Exercise goal: Convert the entries below into a Markdown table with a Row column for the line number and a Text column for the line itself, skipping any blank lines. Leave the pictures out of the table.

Extracted entries:
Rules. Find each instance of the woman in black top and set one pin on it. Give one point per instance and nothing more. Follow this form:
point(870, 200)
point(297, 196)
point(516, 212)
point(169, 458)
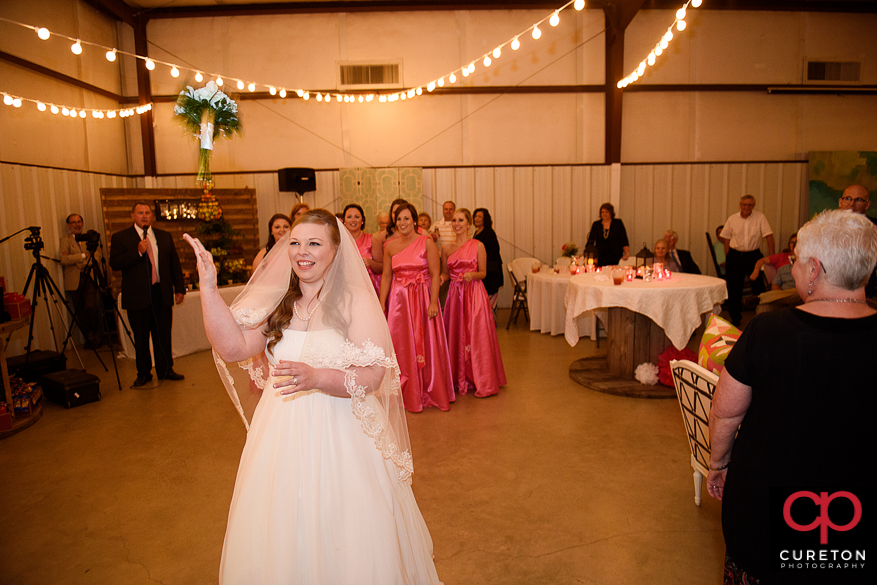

The reply:
| Row | Text |
|---|---|
| 1 | Rules. Find each instance of the woman in black top and set one pin on it. Give one point per instance and nothing more. Follow this form: |
| 2 | point(870, 200) |
| 3 | point(297, 196) |
| 4 | point(516, 212) |
| 5 | point(169, 458) |